Items from a dataset
==*==

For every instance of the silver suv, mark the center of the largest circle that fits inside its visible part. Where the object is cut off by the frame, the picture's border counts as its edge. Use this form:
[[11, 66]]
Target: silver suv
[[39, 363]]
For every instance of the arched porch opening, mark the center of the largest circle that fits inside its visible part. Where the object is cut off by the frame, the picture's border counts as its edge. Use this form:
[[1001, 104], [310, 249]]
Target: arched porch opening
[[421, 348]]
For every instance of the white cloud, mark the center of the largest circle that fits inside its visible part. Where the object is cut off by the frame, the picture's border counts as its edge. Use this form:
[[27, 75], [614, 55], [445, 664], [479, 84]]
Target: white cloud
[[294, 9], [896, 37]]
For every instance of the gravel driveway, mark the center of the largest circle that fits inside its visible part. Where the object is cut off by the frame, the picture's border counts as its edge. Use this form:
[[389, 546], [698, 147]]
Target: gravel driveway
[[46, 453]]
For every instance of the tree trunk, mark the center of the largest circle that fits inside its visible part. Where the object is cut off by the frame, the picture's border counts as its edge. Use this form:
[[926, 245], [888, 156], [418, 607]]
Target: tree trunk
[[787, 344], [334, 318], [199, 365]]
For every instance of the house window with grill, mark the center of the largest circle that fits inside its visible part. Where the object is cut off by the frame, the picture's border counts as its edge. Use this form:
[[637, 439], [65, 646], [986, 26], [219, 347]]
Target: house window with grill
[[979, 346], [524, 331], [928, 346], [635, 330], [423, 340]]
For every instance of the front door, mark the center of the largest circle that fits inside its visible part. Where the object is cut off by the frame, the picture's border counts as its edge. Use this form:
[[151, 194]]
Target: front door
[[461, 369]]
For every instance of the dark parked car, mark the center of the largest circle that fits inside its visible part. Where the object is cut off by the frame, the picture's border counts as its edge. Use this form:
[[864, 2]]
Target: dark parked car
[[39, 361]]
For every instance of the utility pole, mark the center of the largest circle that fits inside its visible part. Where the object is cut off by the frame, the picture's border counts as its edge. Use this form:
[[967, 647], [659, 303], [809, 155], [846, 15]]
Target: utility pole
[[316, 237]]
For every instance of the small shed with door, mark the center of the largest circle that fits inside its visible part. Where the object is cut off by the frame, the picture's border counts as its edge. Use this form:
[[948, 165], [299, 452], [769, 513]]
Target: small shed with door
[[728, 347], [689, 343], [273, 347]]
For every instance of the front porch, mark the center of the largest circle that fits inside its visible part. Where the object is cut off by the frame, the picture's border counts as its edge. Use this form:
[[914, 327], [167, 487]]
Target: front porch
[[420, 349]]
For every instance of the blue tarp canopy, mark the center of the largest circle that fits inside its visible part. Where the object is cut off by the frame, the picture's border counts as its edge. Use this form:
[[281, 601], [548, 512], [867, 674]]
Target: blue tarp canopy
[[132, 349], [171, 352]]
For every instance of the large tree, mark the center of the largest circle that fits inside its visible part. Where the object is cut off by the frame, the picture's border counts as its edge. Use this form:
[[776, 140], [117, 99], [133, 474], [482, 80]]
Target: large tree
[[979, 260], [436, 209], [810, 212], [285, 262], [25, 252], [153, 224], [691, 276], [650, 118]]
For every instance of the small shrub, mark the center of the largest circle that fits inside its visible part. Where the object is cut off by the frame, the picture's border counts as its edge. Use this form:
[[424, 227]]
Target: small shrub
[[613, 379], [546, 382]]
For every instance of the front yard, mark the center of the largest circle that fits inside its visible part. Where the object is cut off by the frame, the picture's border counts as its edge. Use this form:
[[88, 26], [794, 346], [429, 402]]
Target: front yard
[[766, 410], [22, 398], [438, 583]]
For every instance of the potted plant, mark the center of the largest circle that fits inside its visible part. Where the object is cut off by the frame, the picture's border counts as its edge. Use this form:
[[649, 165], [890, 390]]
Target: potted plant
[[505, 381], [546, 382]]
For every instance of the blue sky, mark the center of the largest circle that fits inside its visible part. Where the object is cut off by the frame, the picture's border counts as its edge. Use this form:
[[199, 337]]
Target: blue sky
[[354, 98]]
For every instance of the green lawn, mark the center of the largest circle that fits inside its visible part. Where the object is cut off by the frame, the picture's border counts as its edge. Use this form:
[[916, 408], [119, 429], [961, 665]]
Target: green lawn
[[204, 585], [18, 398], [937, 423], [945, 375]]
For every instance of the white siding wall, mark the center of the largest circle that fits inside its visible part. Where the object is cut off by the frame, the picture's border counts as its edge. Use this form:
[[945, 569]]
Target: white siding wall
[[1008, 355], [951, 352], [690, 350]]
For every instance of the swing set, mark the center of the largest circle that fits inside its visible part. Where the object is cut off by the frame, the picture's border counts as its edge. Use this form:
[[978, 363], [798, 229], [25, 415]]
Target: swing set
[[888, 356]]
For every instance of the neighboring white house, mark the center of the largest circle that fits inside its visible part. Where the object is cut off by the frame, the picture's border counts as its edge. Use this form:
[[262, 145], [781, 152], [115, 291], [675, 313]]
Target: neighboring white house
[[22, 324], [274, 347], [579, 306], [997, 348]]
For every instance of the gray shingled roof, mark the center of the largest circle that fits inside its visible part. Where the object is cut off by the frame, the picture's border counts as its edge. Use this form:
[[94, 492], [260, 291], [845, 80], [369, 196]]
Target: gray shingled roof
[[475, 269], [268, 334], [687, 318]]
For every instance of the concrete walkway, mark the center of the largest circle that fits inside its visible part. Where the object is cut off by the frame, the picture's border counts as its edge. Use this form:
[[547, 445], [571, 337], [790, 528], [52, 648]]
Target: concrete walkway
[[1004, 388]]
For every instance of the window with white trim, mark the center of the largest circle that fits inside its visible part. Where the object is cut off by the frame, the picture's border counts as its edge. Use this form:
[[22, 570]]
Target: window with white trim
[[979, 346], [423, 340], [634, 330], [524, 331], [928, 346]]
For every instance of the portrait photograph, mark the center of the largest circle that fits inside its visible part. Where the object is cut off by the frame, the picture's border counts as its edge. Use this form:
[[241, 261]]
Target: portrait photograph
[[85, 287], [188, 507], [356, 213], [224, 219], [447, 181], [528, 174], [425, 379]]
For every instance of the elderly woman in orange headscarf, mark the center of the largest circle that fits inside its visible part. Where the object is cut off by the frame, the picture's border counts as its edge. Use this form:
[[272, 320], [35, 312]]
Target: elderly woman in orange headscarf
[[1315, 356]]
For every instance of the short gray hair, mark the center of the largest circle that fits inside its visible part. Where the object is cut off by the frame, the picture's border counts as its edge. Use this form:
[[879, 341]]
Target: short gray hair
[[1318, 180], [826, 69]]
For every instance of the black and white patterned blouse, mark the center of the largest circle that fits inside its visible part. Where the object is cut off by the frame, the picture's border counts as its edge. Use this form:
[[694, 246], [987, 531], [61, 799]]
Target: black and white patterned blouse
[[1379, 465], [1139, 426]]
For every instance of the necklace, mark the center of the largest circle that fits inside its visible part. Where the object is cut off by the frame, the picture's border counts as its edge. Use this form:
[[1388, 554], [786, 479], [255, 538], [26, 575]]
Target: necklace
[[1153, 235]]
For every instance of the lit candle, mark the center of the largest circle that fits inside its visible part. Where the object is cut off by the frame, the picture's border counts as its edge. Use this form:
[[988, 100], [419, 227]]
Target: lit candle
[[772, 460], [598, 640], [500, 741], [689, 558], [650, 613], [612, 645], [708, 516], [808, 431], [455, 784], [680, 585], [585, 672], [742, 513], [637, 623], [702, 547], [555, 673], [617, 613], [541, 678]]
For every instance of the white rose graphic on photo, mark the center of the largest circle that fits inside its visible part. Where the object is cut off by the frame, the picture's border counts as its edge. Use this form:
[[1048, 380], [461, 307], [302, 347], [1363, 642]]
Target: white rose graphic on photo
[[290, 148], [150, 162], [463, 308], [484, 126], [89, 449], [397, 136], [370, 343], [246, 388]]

==*==

## [WHAT TO PRODUCE]
Return all of the lines above exactly, with none omitted.

## [TASK OUTPUT]
For every instance of the silver suv, mark the center of the largest circle that fits inside its visible part. Where the object is cut off by the frame, the picture's border counts as its edge. Use this form:
[[11, 66]]
Target: silver suv
[[39, 363]]
For every instance of the arched porch opening, mark the center of the largest circle that fits inside its visible part. Where the object is cut off by the frame, the picture's border counts as its edge. Use this form:
[[1001, 104], [310, 249]]
Target: arched porch opening
[[421, 348]]
For every instance of the white cloud, mark the center of the largest circle that fits inside its visible part. Where the object is cut off by the frame, the picture's border counts as its edge. Use this form:
[[27, 75], [614, 55], [445, 664], [479, 84]]
Target: white cloud
[[294, 9], [896, 37]]
For every instance of the gravel driveway, mark the center of the largest circle that fits inside its visible part. Where the object is cut off by the frame, the picture's border counts as its edge. Use this form:
[[389, 546], [698, 147]]
Target: gravel driveway
[[46, 453]]
For every instance of the tree trunk, mark the center of the largest circle that fits inside its visible part. Where the object is cut off by the frame, the picture's border counts as its edge. Use this form:
[[926, 245], [888, 156], [418, 607]]
Target: tree trunk
[[787, 344], [334, 318], [199, 365]]
For every instance of the house window with grill, mark the center of the largest circle that fits inside its visible part. Where the object is cut off by the frame, the picture's border counts as its edge. Use this form:
[[637, 439], [65, 646], [986, 26], [219, 347]]
Target: house window with grill
[[979, 346], [524, 331], [928, 346], [635, 330], [423, 340]]
For every instance of the front door, mark the center of the largest circle that fits inside its visible part. Where the object is cut off by the frame, the picture's border counts as its edge. Use this form:
[[151, 194]]
Target: front door
[[461, 369]]
For every instance of the dark parked car, mark the center of the largest circle that fits inside its visible part. Where the object is cut off by the frame, the picture's border counts as its edge. Use this form:
[[864, 2]]
Target: dark parked car
[[39, 361]]
For every instance of the utility pole, mark the center of the largest circle that fits inside its visible part. Where the object is cut off by the frame, the picture's border counts as its edge. Use this form:
[[967, 647], [659, 303], [809, 155], [846, 15]]
Target: utility pole
[[316, 237]]
For every instance of the small shed with door, mark the center of the largest circle that fits inside its visible part. Where the object is cut off by the frame, the picture's border counts as its edge. Use this form:
[[948, 165], [299, 452], [769, 513]]
Target: small shed with door
[[728, 347], [689, 343], [273, 347]]
For every instance of the front porch, mark the center of the largest circle that fits inside its visible part. Where the object is cut off by the frame, the picture's border counts as its edge. Use this form:
[[914, 327], [167, 487]]
Target: front porch
[[420, 349]]
For every instance of the blue tarp canopy, mark the center of the largest circle that fits inside its visible part. Where the object is cut off by the frame, the picture's border counts as its edge. Use this form:
[[281, 601], [548, 512], [867, 674]]
Target: blue tarp canopy
[[132, 349], [171, 352]]
For every instance of the large tree, mark the center of the largest circle that fits inside its visible part. Where the object is cut off by the frame, the picture's border counts as its edge. Use this form:
[[776, 140], [117, 99], [133, 474], [482, 80]]
Target: large tree
[[979, 260], [436, 209], [810, 212], [285, 262], [25, 252], [153, 224], [691, 276], [650, 118]]
For every instance of the small shrub, mark the center of the largest circle that fits inside its visible part. Where the object is cut off by the frame, the picture's border counts as its edge. Use this form:
[[424, 227]]
Target: small shrub
[[613, 379], [546, 382]]
For every instance of the front yard, mark the center of the largest circle that fits inside its visible part. Where the object is cut off by the frame, the picture's border counts as its edge. Use this form:
[[88, 26], [794, 346], [429, 402]]
Target: front yard
[[766, 410], [22, 398], [438, 583]]
For every instance of the potted plant, mark the center of the largest circle that fits inside its visible part. Where the object is cut off by the frame, the picture's border counts as its edge. Use this form:
[[649, 165], [890, 390]]
Target: potted plant
[[505, 381], [546, 382]]
For every instance of the blue sky, mark the center of the largest circle that fits inside its visible part. Where the object is cut off by the frame, the picture's border counts as its edge. Use this form:
[[199, 337]]
Target: blue sky
[[354, 98]]
For every instance of the green lawn, mark the center of the largest circle that fits inside its visible part. Where the object is cut off by the frame, the picture's border counts as its edge. Use this form:
[[916, 408], [119, 429], [961, 665]]
Target: green lawn
[[204, 585], [18, 398], [937, 423], [945, 375]]
For every instance of the white siding wall, mark the center of the largest circle that fits inside its visible part. Where the object is cut off by the frame, the picture's border counts as its edge. Use this form:
[[945, 569]]
Target: white siding wall
[[1008, 355], [951, 352], [690, 350]]
For every instance of the swing set, mark the center of the largest circle that fits inside its visible part. Where the object is cut off by the frame, the picture's border counts as its edge. Use this form:
[[978, 363], [798, 229], [25, 415]]
Target: swing set
[[888, 356]]
For every instance of the neighboring white house, mark the center of the largest circle that fits inside its visible part. Where the object is cut off by the frame, the picture's border counts as its edge. Use this form:
[[262, 145], [781, 152], [115, 291], [675, 313]]
Target: neighboring white house
[[22, 324], [274, 347], [579, 306], [997, 348]]
For every instance of the gray shingled roof, mark the center of the largest circle that fits inside its visible part. Where the object is cut off by the frame, the picture's border counts as its edge. Use this form:
[[94, 492], [260, 291], [845, 80], [369, 196]]
Target: gray shingled roof
[[475, 269], [268, 334], [687, 318]]
For every instance of the concrete walkway, mark the center of the largest circle that fits inside its visible part. Where the object is cut off by the frame, the picture's border counts as its edge. Use this form:
[[547, 445], [571, 337], [790, 528], [52, 648]]
Target: concrete walkway
[[1004, 388]]
For every instance of the window with white trim, mark the center of the largest circle that fits inside its visible part. Where the object is cut off by the frame, the picture's border counts as its edge. Use this form:
[[22, 570]]
Target: window with white trim
[[979, 346], [423, 340], [634, 330], [524, 331], [928, 346]]
For every instance of the portrait photograph, mark the center of the largest circle that fits inside its visible part. Where the object is cut off by the frame, the picture's border counts as its edge. Use this form:
[[241, 261]]
Target: portrait photograph
[[85, 287], [188, 507], [356, 213], [224, 219], [447, 181], [528, 174], [425, 379]]
For every instance of the elderly woman in orange headscarf, mark the center of the largest circle that fits inside its visible part. Where the object is cut off by the frame, the picture's border counts as its edge. Use this form:
[[272, 320], [35, 312]]
Target: elderly woman in orange headscarf
[[1315, 356]]
For every instance of the short gray hair, mark the center of the largest circle that fits inside its visible part. Where the object is cut off by the frame, the picture's border counts as its edge. Use this form:
[[879, 341]]
Target: short gray hair
[[1318, 180], [826, 69]]
For every instance of the black and white patterned blouse, mark the center of the largest circle that fits inside its visible part. Where the object is cut off by the frame, the picture's border counts as its edge. Use this form:
[[694, 246], [987, 531], [61, 799]]
Target: black and white patterned blouse
[[1379, 465], [1139, 426]]
For every instance of the necklace, mark the center of the largest circle that fits inside its visible part. Where the object is cut off by the frame, the picture's border counts as its edge. Use this form:
[[1388, 554], [786, 479], [255, 538], [26, 575]]
Target: necklace
[[1153, 235]]
For every instance of the lit candle, mark the center of the largest circle that fits inside its visible part. Where the object is cut off by the frame, the picture's border counts as its edge. Use this form:
[[988, 100], [419, 227]]
Target: lit candle
[[772, 460], [598, 640], [500, 741], [689, 558], [650, 613], [612, 645], [708, 516], [808, 431], [455, 784], [680, 585], [585, 672], [742, 513], [637, 623], [702, 547], [555, 673], [617, 613], [541, 678]]
For every instance of the white rose graphic on photo, mark the center of the largest circle that fits inside its visible part. Where the object is cut off by the frame, the picture's border counts as its edge. Use this form:
[[1048, 380], [461, 307], [302, 347], [1363, 642]]
Target: white rose graphic on photo
[[290, 148], [150, 162], [463, 308], [484, 126], [89, 449], [397, 136], [370, 343], [246, 388]]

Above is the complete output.